*ABOUT THIS EXERCISE*:
Work out how many lines below contain "carpeted". Provide only the figure.

(Source data)

+--

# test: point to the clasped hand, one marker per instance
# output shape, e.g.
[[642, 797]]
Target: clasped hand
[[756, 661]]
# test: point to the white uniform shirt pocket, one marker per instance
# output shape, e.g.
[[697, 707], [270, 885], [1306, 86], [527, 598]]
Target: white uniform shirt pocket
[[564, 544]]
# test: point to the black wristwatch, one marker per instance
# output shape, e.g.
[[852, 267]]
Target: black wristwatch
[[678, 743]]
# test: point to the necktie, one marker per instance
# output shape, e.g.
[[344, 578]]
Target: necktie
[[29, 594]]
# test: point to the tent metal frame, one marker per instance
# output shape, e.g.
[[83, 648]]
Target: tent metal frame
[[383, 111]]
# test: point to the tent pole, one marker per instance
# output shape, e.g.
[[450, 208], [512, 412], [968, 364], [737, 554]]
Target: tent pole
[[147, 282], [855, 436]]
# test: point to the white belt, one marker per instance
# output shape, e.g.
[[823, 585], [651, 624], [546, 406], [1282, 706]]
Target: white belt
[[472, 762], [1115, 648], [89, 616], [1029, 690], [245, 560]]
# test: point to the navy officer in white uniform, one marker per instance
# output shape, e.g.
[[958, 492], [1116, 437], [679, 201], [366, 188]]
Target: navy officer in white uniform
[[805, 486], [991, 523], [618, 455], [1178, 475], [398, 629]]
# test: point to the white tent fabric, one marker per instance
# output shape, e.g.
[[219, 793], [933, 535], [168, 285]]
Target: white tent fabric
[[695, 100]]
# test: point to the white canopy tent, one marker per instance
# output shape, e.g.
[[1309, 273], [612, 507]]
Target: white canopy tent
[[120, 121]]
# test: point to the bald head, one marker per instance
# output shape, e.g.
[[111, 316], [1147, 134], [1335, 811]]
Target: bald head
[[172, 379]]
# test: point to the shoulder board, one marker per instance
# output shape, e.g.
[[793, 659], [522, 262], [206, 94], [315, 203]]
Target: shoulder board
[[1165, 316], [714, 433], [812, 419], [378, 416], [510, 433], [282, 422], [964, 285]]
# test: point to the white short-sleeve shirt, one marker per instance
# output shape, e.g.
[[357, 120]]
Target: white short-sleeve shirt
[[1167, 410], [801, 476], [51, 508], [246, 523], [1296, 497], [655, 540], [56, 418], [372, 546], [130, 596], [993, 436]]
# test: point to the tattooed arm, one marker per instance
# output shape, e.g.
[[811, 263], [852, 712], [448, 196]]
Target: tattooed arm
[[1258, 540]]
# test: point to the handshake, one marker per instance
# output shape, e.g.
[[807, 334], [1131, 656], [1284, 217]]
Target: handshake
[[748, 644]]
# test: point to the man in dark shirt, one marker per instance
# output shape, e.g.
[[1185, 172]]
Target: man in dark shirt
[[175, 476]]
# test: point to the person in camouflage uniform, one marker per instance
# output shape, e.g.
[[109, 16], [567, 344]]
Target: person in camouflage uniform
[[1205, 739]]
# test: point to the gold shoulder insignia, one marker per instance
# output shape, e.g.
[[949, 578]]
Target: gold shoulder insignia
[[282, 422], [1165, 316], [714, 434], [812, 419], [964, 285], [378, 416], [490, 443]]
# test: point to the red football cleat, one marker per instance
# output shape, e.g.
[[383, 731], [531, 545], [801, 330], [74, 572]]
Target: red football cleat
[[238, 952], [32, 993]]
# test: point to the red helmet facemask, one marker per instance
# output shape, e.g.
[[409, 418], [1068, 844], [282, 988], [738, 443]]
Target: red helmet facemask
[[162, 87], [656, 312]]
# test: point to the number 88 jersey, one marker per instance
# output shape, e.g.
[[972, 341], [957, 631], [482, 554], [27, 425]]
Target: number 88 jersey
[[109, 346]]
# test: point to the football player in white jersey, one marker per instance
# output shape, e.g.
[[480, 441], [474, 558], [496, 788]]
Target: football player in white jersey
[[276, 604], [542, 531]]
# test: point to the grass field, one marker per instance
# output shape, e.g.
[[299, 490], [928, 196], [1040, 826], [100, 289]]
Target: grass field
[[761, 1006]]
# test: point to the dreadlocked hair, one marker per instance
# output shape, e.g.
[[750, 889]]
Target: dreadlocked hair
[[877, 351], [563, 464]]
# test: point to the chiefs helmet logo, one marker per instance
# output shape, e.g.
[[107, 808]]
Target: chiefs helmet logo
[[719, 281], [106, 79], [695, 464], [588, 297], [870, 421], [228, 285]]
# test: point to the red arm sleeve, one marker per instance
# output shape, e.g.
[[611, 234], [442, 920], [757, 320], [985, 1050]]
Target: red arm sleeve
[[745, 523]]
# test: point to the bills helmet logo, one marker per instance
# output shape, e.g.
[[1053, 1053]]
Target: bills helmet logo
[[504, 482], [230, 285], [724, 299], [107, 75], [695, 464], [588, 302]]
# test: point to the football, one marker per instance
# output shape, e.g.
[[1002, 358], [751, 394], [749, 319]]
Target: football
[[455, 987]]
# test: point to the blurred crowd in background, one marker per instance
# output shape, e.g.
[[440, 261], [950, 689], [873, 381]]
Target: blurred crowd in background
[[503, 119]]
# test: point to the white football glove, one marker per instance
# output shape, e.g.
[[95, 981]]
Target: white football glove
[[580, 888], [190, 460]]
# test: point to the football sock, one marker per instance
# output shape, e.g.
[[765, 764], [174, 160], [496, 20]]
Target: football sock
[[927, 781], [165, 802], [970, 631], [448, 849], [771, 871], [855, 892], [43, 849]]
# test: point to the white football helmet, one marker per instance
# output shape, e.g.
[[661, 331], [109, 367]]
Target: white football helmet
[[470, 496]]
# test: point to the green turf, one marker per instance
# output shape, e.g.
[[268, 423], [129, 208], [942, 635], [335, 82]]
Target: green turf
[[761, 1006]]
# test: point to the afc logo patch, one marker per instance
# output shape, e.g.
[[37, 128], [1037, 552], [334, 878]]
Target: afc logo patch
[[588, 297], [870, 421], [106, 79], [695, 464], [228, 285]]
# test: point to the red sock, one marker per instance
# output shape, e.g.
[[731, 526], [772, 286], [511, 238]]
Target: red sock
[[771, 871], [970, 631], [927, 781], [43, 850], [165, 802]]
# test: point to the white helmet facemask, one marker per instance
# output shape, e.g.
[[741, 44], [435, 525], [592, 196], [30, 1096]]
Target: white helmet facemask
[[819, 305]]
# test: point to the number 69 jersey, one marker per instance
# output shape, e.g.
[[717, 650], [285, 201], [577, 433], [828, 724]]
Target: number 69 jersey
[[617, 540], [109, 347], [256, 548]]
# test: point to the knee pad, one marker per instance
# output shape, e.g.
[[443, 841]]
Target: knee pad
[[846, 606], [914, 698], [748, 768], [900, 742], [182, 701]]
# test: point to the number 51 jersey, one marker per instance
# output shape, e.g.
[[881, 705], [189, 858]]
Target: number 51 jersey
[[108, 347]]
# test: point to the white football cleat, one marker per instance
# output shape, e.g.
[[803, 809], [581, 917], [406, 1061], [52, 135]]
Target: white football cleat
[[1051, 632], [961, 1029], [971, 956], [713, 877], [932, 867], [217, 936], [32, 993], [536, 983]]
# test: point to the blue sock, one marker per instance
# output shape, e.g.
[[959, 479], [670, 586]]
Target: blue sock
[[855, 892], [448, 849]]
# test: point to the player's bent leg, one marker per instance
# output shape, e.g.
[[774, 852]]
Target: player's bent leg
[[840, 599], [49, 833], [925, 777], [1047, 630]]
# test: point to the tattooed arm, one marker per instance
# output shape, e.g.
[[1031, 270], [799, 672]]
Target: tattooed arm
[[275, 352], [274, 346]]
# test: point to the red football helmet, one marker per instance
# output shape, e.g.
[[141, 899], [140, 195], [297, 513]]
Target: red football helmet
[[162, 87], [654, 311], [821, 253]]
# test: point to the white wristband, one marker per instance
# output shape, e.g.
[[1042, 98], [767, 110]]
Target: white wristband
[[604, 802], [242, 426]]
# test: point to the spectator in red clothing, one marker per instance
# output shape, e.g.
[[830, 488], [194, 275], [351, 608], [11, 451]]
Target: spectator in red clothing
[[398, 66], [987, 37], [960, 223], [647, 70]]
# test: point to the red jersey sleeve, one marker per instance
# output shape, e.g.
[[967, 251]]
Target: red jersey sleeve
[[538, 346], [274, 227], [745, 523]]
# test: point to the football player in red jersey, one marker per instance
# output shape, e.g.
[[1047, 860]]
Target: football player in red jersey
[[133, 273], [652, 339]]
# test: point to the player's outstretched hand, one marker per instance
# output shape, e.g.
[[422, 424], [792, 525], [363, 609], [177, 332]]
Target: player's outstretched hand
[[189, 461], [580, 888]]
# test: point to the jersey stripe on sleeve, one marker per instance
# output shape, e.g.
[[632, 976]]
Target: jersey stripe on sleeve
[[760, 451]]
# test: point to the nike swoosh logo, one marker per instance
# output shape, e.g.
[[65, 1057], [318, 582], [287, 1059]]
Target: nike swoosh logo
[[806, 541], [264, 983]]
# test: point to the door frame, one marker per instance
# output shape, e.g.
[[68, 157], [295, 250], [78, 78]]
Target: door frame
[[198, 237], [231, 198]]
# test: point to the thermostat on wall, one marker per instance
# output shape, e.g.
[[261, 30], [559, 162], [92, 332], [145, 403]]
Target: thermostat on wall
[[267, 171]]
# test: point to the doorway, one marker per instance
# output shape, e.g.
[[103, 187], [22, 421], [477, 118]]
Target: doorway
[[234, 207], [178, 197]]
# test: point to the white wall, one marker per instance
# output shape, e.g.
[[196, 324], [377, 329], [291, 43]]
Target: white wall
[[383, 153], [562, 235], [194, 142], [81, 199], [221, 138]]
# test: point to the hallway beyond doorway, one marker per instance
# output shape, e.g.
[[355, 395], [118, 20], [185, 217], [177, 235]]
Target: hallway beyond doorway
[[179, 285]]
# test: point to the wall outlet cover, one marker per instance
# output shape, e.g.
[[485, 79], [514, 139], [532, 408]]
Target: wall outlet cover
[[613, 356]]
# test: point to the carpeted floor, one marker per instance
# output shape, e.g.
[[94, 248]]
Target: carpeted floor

+--

*ANSWER BOX*:
2